— WHAT YOU NEED TO DO —
Output the lines below verbatim, from the one containing "# test: pointer drops one pin on the blue" down to the last line, without any of the pictures.

— INPUT ROWS —
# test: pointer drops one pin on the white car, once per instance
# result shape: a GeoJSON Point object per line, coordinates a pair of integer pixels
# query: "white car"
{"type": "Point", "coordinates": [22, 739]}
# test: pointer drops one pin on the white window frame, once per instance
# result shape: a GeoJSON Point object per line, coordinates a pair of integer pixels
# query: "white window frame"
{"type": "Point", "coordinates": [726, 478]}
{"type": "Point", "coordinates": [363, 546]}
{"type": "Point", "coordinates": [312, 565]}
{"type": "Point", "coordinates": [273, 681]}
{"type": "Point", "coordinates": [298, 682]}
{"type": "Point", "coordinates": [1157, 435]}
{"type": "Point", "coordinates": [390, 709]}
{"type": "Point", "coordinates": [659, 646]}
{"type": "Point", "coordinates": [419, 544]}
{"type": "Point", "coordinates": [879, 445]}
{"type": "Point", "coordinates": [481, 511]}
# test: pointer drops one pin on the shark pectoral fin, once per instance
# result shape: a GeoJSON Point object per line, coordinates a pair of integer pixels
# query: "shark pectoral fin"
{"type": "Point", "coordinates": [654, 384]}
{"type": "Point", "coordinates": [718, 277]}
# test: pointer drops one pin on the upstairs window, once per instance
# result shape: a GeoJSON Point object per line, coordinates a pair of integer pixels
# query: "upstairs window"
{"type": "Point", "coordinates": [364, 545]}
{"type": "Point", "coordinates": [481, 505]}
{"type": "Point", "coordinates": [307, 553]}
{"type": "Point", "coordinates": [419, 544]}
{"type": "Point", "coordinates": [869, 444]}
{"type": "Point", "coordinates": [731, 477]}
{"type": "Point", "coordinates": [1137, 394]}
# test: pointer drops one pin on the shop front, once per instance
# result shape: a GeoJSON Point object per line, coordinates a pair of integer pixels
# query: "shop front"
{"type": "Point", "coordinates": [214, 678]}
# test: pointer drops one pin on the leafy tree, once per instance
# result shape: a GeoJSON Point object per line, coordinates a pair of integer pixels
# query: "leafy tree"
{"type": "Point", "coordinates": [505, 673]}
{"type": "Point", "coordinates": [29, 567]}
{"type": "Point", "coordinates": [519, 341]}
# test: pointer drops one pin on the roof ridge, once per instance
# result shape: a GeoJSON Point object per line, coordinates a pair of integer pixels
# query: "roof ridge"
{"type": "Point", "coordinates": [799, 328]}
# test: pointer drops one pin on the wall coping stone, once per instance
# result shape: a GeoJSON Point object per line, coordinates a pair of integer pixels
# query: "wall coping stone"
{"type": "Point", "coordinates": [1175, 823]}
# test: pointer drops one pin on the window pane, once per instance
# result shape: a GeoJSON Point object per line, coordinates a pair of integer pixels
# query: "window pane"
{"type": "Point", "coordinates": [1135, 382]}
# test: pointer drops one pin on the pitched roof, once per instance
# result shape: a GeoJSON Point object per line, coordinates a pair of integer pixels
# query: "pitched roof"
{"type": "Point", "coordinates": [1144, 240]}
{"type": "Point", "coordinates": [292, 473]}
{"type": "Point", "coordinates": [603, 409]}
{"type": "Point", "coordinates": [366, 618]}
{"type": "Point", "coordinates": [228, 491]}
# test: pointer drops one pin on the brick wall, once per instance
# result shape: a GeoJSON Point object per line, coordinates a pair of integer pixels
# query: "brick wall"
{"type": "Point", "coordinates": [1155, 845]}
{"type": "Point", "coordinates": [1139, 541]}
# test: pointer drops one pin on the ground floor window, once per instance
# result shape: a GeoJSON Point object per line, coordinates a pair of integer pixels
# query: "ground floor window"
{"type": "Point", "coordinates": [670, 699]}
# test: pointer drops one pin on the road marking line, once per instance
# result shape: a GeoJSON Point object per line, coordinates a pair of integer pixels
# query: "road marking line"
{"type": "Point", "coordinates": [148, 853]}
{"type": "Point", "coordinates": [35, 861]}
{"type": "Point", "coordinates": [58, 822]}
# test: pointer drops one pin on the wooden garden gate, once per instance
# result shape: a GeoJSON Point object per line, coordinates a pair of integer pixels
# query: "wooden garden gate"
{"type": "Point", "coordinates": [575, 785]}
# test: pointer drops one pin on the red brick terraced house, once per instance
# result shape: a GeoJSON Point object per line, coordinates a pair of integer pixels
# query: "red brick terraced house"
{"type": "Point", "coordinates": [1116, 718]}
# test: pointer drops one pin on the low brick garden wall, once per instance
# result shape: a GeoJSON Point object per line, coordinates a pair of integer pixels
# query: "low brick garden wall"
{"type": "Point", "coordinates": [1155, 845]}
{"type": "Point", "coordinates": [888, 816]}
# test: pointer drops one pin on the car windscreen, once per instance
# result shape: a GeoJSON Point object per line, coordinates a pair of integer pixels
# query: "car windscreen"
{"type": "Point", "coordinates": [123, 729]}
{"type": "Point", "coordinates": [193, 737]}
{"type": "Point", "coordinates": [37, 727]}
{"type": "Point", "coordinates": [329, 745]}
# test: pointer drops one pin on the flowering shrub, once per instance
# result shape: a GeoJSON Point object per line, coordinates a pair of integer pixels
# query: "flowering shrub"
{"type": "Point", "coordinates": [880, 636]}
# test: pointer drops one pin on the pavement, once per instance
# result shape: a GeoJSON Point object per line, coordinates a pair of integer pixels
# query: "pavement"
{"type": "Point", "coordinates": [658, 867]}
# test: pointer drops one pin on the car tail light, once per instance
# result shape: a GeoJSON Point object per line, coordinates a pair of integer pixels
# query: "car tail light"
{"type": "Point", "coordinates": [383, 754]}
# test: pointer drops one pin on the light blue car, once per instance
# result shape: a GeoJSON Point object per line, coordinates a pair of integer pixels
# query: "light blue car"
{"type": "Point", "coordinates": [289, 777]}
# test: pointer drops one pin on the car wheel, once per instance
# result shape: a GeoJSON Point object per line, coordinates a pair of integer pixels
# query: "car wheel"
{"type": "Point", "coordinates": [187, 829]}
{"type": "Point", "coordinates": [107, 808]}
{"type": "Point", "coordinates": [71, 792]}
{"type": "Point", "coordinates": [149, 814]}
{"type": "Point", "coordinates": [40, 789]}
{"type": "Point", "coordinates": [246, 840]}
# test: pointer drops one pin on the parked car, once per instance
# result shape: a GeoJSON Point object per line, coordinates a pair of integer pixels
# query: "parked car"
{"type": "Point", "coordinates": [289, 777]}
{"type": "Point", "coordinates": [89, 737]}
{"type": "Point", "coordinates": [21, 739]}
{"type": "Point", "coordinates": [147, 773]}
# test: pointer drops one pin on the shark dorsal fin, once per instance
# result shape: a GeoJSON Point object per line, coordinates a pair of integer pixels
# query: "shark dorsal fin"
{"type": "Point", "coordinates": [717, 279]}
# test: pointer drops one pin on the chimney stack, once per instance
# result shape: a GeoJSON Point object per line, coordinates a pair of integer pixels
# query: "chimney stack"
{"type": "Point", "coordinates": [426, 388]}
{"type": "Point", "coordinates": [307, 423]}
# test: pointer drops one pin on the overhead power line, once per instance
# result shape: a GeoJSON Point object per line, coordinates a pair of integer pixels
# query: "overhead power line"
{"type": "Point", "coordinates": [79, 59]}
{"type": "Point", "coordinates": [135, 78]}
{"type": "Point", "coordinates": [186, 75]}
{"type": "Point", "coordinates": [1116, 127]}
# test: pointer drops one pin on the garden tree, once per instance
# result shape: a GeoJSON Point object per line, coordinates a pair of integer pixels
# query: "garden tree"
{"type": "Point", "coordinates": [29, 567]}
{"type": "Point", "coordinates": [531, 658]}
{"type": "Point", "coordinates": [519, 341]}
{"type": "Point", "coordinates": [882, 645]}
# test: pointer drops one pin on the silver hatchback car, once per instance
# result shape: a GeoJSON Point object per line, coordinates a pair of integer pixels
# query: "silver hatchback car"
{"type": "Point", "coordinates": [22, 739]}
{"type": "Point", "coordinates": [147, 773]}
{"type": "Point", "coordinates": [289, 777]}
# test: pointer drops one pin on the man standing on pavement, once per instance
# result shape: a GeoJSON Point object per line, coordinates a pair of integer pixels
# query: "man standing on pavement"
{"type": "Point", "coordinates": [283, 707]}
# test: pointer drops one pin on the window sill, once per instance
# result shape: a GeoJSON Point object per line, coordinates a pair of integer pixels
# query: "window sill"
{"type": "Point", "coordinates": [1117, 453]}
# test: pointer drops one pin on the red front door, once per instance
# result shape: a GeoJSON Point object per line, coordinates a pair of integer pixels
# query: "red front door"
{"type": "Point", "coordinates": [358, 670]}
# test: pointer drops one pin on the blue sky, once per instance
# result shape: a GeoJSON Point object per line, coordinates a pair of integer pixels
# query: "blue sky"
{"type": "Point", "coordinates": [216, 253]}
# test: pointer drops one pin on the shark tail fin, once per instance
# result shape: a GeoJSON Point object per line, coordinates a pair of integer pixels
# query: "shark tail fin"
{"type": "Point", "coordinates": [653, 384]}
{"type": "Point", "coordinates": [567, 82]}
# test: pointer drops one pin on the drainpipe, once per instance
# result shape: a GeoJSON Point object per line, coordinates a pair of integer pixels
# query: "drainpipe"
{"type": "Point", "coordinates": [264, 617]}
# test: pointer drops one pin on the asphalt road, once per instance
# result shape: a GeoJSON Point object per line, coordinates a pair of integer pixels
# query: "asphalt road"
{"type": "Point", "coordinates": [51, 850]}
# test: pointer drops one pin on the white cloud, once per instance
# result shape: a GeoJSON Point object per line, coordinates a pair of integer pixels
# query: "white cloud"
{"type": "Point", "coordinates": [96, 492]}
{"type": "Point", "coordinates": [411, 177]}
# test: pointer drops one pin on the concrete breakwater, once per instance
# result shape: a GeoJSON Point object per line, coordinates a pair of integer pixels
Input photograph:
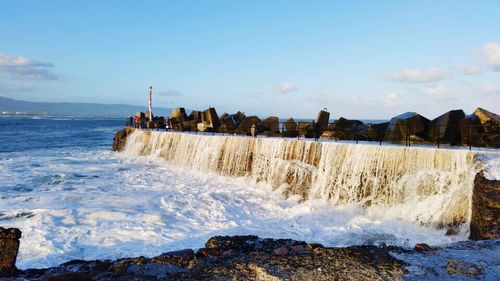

— RESPONSE TO THIS TASK —
# test: pointer drops one pin on the blue sky, once per instance
# result shape: a GeoJSON Point object per line, coordinates a pair of integer pixels
# query: "blue sky"
{"type": "Point", "coordinates": [216, 253]}
# test: pointer drops one pin on the shark tail fin, once per instance
# result shape: a GeoJSON Point object per line, coordinates a pair of integer pixels
# query: "shark tail fin"
{"type": "Point", "coordinates": [653, 384]}
{"type": "Point", "coordinates": [567, 82]}
# test: pointer drops one pin on the drainpipe, once per instance
# result shape: a GeoJSON Point object per line, coordinates a pair of integer pixels
# query: "drainpipe"
{"type": "Point", "coordinates": [264, 617]}
# test: pointer drops one pin on the asphalt road, once per instance
# result shape: a GeoJSON Point object per line, coordinates a pair of integer pixels
# query: "asphalt road"
{"type": "Point", "coordinates": [51, 850]}
# test: pointer drops one pin on the white cloud, once per instance
# result shape: a GeoJSON Point object per line, coordinates a pair of integer pixels
# query: "white cloud"
{"type": "Point", "coordinates": [96, 492]}
{"type": "Point", "coordinates": [411, 177]}
# test: pointer drops one pin on the concrete breakwater, once per instance
# result shape: a GeoJSON Point object per line, coordinates a pair of integer pixels
Input photograph:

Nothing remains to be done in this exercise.